-- Supplied material start --
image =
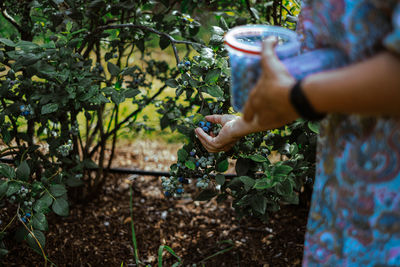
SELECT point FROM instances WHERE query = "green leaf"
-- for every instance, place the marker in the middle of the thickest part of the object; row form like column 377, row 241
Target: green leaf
column 281, row 171
column 284, row 188
column 113, row 69
column 60, row 207
column 313, row 126
column 247, row 181
column 222, row 166
column 23, row 171
column 74, row 182
column 3, row 188
column 49, row 108
column 182, row 154
column 212, row 76
column 13, row 188
column 26, row 45
column 242, row 166
column 215, row 90
column 7, row 171
column 172, row 83
column 57, row 190
column 206, row 195
column 262, row 184
column 43, row 203
column 190, row 164
column 258, row 158
column 90, row 164
column 259, row 203
column 164, row 42
column 132, row 92
column 39, row 222
column 34, row 237
column 7, row 42
column 220, row 179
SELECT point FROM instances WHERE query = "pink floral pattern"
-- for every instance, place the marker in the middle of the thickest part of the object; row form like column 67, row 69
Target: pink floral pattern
-- Supplied material end --
Short task: Copy out every line of the records above word for word, from the first to the last. Leave out the pictures.

In response:
image =
SELECT point FROM instances WHERE query = "green leaf"
-- for every instance, place the marker in the middle of the thickest part of the object; row form like column 377, row 241
Target: green leaf
column 281, row 171
column 284, row 188
column 113, row 69
column 60, row 207
column 313, row 126
column 247, row 181
column 222, row 166
column 23, row 171
column 74, row 182
column 3, row 188
column 49, row 108
column 182, row 154
column 212, row 76
column 13, row 188
column 26, row 45
column 242, row 166
column 215, row 90
column 7, row 171
column 172, row 83
column 57, row 190
column 206, row 195
column 262, row 184
column 43, row 203
column 190, row 164
column 258, row 158
column 90, row 164
column 259, row 203
column 164, row 42
column 132, row 92
column 39, row 222
column 34, row 237
column 7, row 42
column 220, row 179
SELECT point FROM instances WHERE query = "pink floral pattern"
-- for every instance, place the marker in the middle of the thickest part of the object; row form like column 67, row 69
Target: pink floral pattern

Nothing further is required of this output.